_DATA SECTION_

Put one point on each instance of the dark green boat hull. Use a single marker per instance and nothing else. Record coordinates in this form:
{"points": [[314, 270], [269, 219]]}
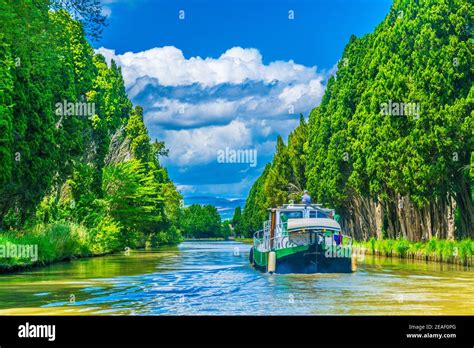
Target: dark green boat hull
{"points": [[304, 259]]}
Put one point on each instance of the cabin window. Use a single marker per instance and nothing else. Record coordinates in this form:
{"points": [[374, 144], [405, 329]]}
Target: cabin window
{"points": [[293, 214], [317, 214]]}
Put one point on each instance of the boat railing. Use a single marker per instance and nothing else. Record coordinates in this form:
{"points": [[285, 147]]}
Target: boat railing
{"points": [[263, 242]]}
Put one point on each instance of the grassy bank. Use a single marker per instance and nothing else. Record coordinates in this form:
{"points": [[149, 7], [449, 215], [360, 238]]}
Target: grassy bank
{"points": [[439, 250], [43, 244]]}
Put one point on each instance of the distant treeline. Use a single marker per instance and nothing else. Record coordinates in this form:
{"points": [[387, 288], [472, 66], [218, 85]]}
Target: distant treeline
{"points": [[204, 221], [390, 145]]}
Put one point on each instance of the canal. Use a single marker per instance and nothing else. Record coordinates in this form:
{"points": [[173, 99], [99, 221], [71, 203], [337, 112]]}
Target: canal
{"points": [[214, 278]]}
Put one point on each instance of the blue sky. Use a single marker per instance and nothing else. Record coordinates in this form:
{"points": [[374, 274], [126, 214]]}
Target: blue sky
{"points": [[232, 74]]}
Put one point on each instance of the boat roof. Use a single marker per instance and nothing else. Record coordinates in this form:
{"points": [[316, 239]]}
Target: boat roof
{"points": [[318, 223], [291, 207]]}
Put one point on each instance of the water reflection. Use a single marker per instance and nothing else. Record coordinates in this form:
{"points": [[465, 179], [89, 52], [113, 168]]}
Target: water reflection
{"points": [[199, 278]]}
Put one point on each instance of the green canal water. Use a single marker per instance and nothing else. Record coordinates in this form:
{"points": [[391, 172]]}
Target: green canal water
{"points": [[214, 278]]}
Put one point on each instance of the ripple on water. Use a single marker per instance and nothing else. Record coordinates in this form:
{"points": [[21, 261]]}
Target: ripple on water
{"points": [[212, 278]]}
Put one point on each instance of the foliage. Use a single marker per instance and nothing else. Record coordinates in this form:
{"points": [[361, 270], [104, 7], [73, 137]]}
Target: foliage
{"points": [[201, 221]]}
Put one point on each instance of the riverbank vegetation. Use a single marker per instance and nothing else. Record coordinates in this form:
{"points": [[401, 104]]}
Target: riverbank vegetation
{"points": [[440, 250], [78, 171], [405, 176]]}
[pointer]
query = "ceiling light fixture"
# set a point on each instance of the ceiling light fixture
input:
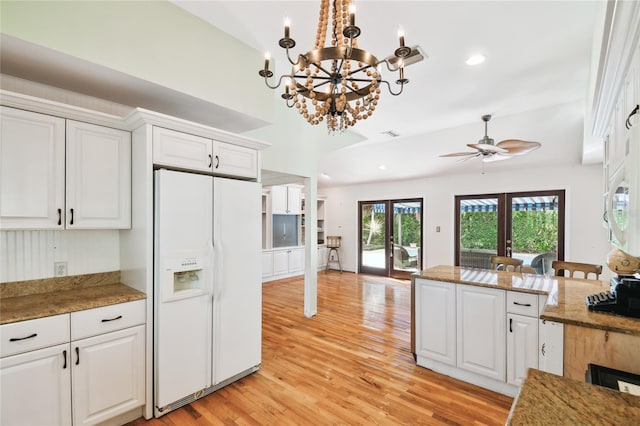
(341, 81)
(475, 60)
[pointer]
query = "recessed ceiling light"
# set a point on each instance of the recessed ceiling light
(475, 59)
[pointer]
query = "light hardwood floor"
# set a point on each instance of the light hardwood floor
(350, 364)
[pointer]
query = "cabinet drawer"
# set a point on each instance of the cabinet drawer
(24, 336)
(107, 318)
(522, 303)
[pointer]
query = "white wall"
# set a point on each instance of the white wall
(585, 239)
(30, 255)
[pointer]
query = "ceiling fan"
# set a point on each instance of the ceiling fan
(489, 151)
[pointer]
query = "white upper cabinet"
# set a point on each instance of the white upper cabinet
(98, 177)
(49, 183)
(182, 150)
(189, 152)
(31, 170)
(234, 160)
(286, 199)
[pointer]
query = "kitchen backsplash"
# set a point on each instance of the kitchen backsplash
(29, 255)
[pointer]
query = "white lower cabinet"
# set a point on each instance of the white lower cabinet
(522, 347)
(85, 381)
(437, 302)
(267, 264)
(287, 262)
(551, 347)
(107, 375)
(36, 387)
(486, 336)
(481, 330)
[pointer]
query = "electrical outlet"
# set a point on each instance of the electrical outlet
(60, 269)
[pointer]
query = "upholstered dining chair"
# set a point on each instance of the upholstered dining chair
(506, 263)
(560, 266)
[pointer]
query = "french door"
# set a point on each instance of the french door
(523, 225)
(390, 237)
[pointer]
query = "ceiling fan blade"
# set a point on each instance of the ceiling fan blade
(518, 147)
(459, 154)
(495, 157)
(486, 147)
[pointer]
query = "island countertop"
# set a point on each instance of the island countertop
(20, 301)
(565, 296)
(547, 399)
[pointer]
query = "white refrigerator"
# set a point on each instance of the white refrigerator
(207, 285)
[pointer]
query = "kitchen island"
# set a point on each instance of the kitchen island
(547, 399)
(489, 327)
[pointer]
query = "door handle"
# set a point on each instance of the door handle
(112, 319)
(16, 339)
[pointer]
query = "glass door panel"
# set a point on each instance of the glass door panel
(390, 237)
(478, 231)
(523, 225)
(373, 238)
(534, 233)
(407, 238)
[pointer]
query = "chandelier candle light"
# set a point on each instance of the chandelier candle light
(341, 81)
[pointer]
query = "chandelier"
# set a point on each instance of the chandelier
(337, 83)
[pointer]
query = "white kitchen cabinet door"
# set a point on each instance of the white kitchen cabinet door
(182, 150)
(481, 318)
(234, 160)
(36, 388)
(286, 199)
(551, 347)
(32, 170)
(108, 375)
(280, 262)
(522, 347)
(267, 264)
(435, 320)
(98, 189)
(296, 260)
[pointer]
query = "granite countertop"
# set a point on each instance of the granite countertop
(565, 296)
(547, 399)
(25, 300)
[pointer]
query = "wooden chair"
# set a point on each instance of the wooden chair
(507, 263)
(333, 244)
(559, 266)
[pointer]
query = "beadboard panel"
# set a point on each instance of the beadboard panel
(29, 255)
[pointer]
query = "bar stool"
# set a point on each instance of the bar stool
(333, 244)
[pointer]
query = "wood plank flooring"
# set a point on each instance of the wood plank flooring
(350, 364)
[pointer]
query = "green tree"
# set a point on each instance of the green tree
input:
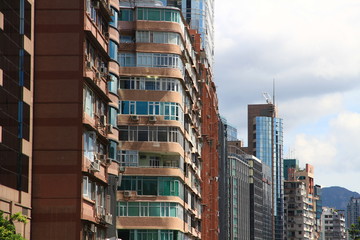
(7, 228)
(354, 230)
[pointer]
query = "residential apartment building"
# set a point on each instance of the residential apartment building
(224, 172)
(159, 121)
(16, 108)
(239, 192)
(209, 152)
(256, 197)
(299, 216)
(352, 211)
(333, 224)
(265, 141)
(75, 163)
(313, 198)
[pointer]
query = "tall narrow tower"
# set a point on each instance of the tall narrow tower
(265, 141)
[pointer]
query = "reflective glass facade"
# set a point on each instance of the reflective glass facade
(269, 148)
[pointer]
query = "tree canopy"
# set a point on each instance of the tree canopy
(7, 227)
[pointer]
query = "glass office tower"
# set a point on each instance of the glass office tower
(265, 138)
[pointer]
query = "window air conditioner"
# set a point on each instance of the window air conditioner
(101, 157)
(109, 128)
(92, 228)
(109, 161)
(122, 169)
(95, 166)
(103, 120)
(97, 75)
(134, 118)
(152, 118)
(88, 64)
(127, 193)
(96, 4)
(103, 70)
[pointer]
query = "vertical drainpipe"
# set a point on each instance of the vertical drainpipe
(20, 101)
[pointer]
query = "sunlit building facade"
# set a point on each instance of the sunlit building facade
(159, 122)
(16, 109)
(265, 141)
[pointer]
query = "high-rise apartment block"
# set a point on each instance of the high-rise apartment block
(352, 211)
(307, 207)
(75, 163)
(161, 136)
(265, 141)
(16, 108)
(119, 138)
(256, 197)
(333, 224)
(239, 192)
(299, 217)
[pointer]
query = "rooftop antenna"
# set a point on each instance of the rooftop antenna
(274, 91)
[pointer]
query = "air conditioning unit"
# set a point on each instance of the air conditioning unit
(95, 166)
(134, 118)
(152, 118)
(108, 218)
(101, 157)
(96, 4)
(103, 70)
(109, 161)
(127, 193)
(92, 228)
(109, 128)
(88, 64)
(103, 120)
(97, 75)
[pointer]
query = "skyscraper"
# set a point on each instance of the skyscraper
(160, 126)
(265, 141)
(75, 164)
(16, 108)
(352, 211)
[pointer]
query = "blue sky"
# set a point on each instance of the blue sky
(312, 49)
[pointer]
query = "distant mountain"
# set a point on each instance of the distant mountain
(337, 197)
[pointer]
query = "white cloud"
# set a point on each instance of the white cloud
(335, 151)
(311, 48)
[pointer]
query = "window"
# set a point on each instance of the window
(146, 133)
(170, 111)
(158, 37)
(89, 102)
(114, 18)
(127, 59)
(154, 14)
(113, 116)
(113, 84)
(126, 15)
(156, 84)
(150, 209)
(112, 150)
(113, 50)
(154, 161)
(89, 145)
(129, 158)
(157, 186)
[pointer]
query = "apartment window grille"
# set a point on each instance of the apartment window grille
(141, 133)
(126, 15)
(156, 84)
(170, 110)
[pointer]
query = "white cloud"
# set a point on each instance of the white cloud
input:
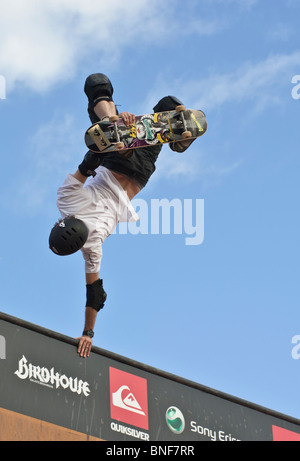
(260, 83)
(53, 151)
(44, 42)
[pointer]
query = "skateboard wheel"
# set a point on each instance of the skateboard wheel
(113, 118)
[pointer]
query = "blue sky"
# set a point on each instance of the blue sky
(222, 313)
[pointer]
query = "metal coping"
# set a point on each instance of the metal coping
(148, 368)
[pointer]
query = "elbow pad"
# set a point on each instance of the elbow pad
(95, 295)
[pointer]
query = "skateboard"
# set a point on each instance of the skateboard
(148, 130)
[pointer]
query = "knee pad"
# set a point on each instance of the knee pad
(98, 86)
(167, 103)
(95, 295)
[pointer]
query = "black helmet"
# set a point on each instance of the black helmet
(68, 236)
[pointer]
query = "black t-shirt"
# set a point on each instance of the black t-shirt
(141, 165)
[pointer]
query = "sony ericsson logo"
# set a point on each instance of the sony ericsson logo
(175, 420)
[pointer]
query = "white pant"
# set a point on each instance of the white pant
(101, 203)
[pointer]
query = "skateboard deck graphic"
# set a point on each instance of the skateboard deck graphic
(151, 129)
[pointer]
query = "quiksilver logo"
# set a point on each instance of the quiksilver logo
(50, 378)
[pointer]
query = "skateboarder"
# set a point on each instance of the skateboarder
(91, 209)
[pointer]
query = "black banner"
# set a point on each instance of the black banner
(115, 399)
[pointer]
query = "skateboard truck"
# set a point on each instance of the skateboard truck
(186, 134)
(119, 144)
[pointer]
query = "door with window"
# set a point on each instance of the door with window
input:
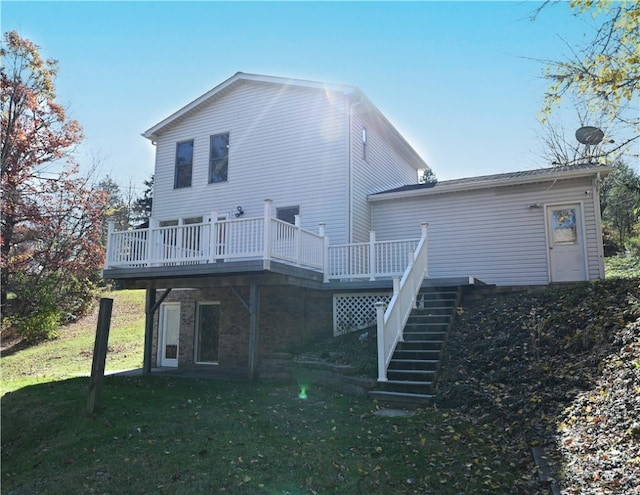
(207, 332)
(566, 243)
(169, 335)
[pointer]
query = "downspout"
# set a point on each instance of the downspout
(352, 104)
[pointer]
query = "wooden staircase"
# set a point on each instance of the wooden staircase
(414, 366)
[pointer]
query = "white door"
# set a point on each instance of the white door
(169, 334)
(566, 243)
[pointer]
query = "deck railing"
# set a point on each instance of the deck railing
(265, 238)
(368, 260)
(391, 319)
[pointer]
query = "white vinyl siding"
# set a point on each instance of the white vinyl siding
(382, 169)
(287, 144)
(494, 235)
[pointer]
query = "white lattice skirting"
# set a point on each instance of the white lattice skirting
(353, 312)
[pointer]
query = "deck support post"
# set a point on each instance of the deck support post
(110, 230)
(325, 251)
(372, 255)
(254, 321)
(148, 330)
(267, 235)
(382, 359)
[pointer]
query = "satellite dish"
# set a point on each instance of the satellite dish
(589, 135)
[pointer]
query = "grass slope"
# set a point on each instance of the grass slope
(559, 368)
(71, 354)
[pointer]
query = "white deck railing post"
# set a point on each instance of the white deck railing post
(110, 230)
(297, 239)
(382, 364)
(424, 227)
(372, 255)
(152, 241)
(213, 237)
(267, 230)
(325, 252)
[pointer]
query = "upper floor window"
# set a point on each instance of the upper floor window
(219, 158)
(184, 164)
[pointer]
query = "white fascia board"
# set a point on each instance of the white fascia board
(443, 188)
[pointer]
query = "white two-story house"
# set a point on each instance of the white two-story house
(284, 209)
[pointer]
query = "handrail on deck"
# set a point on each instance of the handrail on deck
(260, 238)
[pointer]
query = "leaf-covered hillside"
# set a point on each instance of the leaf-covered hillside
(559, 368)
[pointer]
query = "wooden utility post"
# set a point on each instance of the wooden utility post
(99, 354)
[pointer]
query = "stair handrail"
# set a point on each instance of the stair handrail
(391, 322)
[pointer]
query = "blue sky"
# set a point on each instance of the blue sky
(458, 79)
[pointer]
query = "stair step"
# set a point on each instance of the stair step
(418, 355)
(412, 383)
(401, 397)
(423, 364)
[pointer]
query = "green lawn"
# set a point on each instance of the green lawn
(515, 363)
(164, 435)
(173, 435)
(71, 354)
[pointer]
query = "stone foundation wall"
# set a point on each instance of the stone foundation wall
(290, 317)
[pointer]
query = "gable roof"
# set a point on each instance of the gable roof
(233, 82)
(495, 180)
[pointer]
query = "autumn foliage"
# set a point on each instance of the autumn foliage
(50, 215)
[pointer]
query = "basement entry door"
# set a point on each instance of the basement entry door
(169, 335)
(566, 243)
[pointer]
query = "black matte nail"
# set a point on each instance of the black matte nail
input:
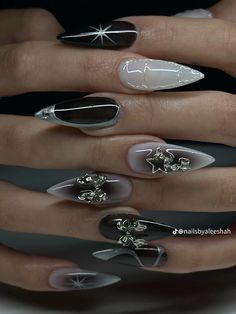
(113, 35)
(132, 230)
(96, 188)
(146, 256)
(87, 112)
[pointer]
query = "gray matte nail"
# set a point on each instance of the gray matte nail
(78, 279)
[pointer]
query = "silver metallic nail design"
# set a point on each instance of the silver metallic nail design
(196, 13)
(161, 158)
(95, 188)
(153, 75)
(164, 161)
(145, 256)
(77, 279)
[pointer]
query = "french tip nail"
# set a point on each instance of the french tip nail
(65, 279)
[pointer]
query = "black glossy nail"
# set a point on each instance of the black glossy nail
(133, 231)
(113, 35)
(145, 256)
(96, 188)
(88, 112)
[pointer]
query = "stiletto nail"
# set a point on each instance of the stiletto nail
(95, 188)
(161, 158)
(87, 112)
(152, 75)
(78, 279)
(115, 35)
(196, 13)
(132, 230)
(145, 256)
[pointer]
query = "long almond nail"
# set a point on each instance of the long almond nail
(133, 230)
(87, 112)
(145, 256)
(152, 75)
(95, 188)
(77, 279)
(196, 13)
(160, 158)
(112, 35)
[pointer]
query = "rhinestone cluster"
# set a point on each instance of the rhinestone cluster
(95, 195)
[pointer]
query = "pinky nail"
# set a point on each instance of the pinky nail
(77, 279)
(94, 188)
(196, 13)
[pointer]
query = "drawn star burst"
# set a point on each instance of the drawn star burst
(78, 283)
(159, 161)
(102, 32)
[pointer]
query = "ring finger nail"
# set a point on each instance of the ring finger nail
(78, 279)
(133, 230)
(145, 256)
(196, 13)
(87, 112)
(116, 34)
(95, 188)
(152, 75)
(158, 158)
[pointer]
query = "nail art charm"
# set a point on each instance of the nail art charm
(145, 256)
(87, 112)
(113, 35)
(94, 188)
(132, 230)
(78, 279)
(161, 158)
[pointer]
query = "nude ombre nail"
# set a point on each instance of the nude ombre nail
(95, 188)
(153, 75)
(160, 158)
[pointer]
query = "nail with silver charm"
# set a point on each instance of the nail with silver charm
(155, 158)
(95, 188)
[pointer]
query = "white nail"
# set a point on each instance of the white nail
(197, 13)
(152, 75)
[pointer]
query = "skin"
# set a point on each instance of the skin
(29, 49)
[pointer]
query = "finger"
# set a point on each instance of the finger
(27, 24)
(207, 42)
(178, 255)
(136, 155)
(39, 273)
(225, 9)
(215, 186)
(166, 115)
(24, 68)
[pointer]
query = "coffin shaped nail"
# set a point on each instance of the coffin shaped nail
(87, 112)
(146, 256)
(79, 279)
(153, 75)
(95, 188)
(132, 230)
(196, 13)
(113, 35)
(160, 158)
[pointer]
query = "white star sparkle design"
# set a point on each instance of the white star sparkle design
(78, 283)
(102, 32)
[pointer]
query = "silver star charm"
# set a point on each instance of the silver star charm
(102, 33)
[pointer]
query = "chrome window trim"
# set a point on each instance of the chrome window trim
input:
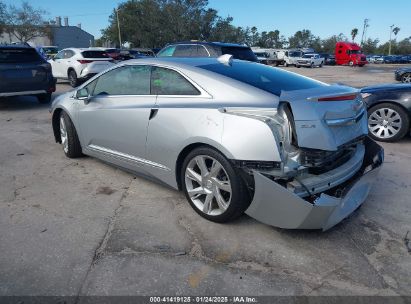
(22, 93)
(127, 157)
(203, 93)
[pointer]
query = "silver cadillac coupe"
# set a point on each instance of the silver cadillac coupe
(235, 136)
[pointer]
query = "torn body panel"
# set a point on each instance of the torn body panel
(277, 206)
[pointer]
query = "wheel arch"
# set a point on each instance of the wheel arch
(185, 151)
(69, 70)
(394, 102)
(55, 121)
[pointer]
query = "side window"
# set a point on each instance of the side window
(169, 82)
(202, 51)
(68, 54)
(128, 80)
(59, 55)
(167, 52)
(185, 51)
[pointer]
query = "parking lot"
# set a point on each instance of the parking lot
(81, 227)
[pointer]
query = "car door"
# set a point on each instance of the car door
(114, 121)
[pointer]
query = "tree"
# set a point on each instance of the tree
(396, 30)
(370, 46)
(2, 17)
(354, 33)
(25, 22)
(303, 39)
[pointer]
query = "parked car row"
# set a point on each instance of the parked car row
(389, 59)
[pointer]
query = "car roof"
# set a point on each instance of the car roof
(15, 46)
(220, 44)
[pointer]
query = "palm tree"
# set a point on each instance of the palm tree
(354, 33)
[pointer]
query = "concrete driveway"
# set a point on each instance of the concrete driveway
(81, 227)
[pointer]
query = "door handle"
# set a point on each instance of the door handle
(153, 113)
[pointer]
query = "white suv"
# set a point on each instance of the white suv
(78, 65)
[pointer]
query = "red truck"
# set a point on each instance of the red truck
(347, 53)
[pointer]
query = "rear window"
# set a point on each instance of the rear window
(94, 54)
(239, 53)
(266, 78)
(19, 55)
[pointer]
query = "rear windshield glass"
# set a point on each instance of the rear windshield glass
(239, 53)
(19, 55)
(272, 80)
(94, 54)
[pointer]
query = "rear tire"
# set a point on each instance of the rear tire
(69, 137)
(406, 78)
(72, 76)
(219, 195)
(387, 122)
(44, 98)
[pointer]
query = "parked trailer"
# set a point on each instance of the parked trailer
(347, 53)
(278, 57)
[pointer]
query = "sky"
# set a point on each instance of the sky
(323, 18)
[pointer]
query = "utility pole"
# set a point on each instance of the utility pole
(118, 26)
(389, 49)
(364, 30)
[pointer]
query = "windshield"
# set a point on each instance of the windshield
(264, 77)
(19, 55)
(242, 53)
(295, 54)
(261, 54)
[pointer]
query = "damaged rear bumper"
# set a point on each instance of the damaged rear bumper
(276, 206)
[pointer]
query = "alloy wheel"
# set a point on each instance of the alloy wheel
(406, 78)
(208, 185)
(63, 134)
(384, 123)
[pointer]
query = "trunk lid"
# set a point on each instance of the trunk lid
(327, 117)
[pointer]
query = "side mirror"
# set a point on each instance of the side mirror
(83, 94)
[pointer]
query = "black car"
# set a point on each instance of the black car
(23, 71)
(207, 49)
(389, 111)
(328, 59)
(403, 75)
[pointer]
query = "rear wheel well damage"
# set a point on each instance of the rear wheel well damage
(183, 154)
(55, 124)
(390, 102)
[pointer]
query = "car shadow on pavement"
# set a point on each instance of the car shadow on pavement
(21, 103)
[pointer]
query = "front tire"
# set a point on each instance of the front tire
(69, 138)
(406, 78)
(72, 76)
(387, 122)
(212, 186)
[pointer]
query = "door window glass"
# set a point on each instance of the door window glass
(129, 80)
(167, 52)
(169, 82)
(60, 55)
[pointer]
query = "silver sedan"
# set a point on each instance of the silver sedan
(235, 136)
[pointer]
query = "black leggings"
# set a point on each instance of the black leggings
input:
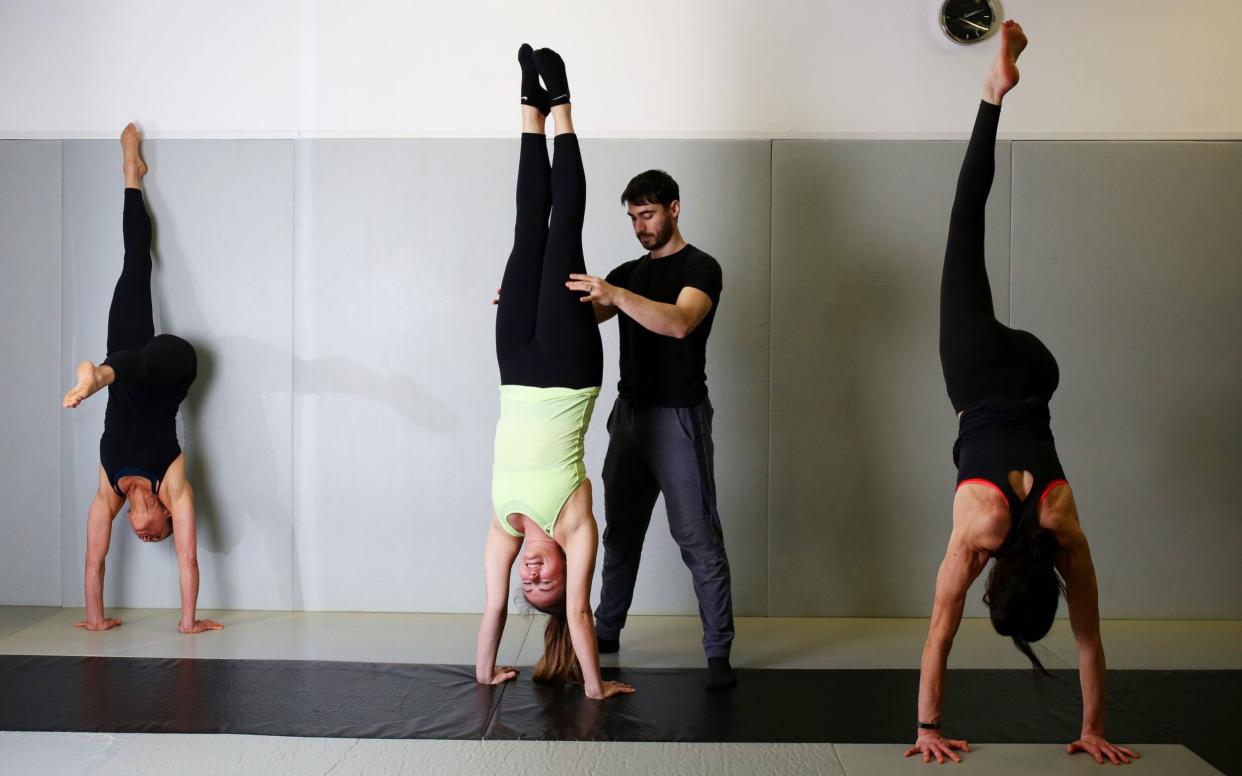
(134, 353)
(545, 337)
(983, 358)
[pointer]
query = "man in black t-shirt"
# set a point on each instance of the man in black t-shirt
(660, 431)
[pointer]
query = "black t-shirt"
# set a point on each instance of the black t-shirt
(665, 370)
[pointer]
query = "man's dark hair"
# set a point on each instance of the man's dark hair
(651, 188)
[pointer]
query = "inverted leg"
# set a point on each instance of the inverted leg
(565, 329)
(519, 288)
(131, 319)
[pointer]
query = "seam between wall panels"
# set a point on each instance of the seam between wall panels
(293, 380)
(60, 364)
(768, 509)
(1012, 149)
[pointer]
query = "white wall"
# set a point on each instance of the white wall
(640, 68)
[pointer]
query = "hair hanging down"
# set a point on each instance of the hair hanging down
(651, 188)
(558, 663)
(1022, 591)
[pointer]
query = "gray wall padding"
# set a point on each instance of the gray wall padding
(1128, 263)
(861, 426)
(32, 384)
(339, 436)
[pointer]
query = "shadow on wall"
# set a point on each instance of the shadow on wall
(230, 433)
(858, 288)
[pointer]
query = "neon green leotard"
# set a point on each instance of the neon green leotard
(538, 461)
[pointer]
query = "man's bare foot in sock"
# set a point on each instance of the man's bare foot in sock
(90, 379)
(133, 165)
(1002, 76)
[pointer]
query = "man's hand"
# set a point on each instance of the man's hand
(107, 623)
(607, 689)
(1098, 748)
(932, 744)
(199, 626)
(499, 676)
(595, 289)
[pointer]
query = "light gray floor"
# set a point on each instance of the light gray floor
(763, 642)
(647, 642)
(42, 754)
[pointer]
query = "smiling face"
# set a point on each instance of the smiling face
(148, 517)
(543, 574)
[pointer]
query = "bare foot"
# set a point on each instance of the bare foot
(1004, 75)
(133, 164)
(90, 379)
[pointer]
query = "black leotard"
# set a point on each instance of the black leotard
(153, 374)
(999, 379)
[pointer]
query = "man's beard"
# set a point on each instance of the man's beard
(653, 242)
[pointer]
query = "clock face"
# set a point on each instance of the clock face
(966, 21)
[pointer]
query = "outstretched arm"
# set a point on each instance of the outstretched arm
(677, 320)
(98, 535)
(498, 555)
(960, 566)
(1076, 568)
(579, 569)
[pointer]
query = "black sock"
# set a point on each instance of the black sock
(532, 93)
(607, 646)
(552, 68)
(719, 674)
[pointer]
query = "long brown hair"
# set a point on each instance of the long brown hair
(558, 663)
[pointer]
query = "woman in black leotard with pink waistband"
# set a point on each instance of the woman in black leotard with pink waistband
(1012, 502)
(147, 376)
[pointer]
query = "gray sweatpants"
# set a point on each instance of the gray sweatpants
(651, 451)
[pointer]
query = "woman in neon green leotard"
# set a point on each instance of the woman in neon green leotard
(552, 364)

_TASK DESCRIPTION_
Across the material, how many lines contain the word "leggings"? Only the number is wanted.

_SOLVED PROBLEM_
2